*Work to be completed*. Once the line containing "the white serving" is located, give it again exactly, together with each line that follows it to the end of the entries, and add nothing else.

[Stored data]

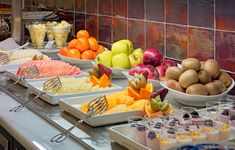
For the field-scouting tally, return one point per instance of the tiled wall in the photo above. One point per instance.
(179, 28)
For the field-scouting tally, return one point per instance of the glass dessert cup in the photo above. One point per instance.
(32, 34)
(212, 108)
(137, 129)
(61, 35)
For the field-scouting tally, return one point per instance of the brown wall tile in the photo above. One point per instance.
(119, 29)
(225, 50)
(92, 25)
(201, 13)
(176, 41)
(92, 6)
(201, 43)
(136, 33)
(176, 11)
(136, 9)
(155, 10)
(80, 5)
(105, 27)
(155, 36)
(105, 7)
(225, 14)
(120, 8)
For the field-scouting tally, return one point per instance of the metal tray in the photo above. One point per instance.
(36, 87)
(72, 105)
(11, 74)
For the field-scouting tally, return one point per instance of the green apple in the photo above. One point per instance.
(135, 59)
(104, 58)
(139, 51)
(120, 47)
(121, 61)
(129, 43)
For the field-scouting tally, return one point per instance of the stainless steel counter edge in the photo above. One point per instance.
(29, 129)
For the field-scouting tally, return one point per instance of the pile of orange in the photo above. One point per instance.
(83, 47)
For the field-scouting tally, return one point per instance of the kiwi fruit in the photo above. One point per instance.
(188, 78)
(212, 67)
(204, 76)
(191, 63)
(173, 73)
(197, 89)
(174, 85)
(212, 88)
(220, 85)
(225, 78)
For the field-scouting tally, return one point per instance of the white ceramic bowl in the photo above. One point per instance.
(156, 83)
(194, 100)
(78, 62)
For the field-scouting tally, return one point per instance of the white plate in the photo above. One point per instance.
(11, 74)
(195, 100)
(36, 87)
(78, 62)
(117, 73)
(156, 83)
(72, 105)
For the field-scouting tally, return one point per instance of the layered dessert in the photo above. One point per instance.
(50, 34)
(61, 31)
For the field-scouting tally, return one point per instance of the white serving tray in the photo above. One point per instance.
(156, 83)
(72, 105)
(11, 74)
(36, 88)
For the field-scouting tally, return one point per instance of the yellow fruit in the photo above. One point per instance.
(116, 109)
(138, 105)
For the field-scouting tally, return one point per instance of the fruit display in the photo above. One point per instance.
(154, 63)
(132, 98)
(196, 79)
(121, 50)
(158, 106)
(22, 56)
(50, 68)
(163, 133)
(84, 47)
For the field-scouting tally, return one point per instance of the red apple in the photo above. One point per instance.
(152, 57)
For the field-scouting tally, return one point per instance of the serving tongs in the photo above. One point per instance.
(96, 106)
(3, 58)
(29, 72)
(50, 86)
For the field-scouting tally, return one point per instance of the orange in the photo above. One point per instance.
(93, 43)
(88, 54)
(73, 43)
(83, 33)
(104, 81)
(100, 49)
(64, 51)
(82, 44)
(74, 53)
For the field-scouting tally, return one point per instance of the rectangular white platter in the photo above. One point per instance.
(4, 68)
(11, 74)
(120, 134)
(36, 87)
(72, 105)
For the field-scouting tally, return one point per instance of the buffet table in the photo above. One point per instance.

*Written response*.
For the field-scouting tally, return one point per instance of the white serving tray in the photo above. One point per instance.
(156, 83)
(72, 105)
(11, 74)
(36, 88)
For the field-scouting tally, return one point per instance of the yellow fruit in the photo above. One point per instance.
(116, 109)
(138, 105)
For the field-scouting tally, return one point per instance of the fruit display in the photo above. One point per instance.
(154, 63)
(132, 98)
(196, 79)
(121, 50)
(158, 106)
(22, 56)
(50, 68)
(163, 133)
(84, 47)
For the field-scouting tally, return one point per instance of the red apple in the photo above. One point per instance.
(152, 57)
For the field-scouting tally, return one point per instance of the serving tongs in the photo above. One point per instance.
(96, 106)
(3, 58)
(29, 72)
(50, 86)
For the field-scouting tally, return one point per instance of the orange in the photo above. One point per instance.
(93, 43)
(88, 54)
(73, 43)
(83, 33)
(104, 81)
(100, 49)
(64, 51)
(82, 44)
(74, 53)
For the field-scouting tally, return one point per instance of the rectangular white platter in the photo above. One point per instance.
(4, 68)
(11, 74)
(120, 134)
(36, 87)
(72, 105)
For the field-scouting tally, return one point per instance of the buffet table in the photo above. One point per instance.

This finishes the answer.